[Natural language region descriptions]

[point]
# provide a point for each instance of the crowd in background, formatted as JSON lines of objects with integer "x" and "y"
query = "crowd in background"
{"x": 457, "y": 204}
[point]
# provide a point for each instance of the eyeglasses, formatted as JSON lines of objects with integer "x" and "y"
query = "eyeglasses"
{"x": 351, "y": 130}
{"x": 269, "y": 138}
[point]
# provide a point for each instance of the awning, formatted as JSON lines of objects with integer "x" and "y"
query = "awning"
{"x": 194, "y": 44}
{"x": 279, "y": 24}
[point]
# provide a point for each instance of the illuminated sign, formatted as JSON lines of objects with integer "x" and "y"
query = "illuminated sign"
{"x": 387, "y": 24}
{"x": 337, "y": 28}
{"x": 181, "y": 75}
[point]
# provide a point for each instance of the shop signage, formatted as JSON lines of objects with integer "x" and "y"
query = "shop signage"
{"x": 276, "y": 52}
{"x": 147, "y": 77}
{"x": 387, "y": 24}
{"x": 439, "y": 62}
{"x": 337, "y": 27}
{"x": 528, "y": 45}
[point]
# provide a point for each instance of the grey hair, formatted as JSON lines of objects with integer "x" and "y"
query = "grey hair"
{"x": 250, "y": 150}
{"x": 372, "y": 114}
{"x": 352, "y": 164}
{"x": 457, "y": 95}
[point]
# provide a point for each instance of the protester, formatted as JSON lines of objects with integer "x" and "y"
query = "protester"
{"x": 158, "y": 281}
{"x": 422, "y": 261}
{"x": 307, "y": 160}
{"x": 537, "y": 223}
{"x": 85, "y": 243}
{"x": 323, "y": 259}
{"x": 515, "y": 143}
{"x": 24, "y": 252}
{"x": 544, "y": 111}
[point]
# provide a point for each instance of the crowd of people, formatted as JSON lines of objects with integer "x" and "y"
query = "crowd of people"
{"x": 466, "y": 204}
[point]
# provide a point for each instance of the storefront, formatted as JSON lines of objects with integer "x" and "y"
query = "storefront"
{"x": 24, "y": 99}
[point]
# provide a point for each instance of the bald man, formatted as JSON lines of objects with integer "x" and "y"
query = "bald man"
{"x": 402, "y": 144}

### Task brief
Every record is to be repeated exactly as it stands above.

### Written answer
[point]
# provide a point for each instance of the crowd in background, formatted as JSON lines of objects with integer "x" and "y"
query = "crowd in background"
{"x": 457, "y": 204}
[point]
# provide a point for each instance of the eyeglasses, formatted as JSON lines of objects with integer "x" and "y"
query = "eyeglasses"
{"x": 351, "y": 130}
{"x": 269, "y": 138}
[point]
# provide a point for each instance of the awning, formatted as JSON lines of objects with integer "x" and "y"
query = "awning"
{"x": 194, "y": 44}
{"x": 279, "y": 24}
[point]
# provide a point for each instance of the illuminated sign, formatted as JSON lines of objects with integer "x" and "y"
query = "illuminated sign"
{"x": 387, "y": 24}
{"x": 337, "y": 28}
{"x": 181, "y": 75}
[point]
# provide a point for each instance of the shop signage, formatted as JSON lines of objects with integer "x" and "y"
query = "shop signage"
{"x": 276, "y": 52}
{"x": 147, "y": 77}
{"x": 387, "y": 24}
{"x": 439, "y": 62}
{"x": 337, "y": 27}
{"x": 528, "y": 45}
[point]
# provide a point for each instance of the grey hair, formatted as JSON lines of objects with integer "x" and "y"
query = "grey hair"
{"x": 250, "y": 150}
{"x": 372, "y": 114}
{"x": 352, "y": 164}
{"x": 457, "y": 95}
[point]
# provide a point for each instance of the protester, formatted as JSON lines of objects with integer "x" and "y"
query = "protester"
{"x": 158, "y": 281}
{"x": 422, "y": 261}
{"x": 307, "y": 160}
{"x": 537, "y": 223}
{"x": 85, "y": 243}
{"x": 323, "y": 259}
{"x": 515, "y": 143}
{"x": 24, "y": 252}
{"x": 544, "y": 111}
[point]
# provide a point for each instance of the crowd of people, formatted as JSON lines of objects with integer "x" and "y"
query = "crowd of people"
{"x": 466, "y": 204}
[point]
# provide a point for each instance of the storefront, formatted as JSON lines of objects with integer "x" and "y"
query = "storefront"
{"x": 24, "y": 99}
[point]
# provide a point for each instance of the bald man, formatted as JSON lines of objects with integer "x" and "y"
query = "bald man"
{"x": 402, "y": 144}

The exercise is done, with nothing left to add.